Task brief: Nothing should be left out: output all of the entries exactly.

Input data:
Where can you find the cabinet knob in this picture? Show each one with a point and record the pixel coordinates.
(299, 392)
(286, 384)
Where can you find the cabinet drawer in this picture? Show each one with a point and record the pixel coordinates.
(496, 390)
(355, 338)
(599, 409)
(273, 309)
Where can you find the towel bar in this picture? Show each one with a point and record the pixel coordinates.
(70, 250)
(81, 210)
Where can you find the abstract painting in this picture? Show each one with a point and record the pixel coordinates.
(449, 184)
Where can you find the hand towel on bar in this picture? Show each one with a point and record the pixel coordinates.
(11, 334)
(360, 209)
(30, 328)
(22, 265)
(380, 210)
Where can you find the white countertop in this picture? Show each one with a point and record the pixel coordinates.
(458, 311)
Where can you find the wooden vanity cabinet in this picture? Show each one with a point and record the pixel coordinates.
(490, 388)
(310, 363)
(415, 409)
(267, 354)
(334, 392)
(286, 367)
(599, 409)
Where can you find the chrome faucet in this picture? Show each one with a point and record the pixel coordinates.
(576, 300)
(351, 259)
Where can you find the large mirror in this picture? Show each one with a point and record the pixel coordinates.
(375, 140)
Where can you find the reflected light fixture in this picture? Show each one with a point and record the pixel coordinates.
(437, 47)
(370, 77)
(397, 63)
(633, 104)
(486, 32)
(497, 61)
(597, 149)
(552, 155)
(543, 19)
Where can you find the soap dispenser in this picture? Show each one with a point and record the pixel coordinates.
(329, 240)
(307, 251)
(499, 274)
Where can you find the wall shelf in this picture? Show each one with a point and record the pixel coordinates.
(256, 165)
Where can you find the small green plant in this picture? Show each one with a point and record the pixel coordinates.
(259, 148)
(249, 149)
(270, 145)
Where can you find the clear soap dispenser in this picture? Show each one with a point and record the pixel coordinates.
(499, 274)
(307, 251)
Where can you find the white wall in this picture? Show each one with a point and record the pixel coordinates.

Finished answer:
Where can you find the cabinet knob in this picture? Show each one with a point and record the pixel coordinates.
(299, 392)
(286, 384)
Where can you find the cabinet drawer in this picture? Show each one with a point and record the pixel coordinates.
(496, 390)
(355, 338)
(599, 409)
(273, 309)
Where can you find the towel bar in this picture? Show each one with a point and record the pixel coordinates.
(70, 250)
(81, 210)
Where can you find the abstract painting in this picture? Show each one with a point and record the pixel coordinates.
(449, 184)
Where can you find the hand towel on bar in this picture? Show each one with a point and record the pixel coordinates.
(11, 334)
(360, 209)
(30, 328)
(22, 265)
(380, 210)
Where can you find the white countertop in this picture? Show each one with a point and record the pixel coordinates.
(458, 311)
Where can you find the wooden vanity cabinet in this picture? Show each one with a point and record the pixel coordinates.
(490, 388)
(310, 363)
(415, 409)
(267, 354)
(334, 392)
(286, 367)
(599, 409)
Where can you find the chrome faucet in this picture? Show each one with a point and record the pixel coordinates.
(576, 300)
(351, 259)
Where can you find the large mirror in this picture? Show each one with a point and record the pixel coordinates.
(375, 140)
Where can you find the reflected light fixture in this picture? Show each one with a point and record the pixel coordinates.
(437, 47)
(370, 77)
(397, 63)
(633, 104)
(486, 32)
(497, 61)
(597, 149)
(552, 155)
(543, 19)
Where can you find the soap dispenser in this picture? Show each one with a point and record the pixel coordinates.
(329, 240)
(307, 251)
(499, 274)
Where can you find the wall shelf in this picture? Show each one with a point and record the pixel coordinates.
(256, 165)
Where can you find the small green plant in this picture? Show each one with a point and record the pixel coordinates.
(259, 148)
(249, 149)
(270, 145)
Where can you find the clear soap dispenser in this picture? Show each one with a point and record the pixel coordinates.
(499, 274)
(307, 251)
Where can you find the white wall in this picture? Show each one with a point and record the pixel coordinates.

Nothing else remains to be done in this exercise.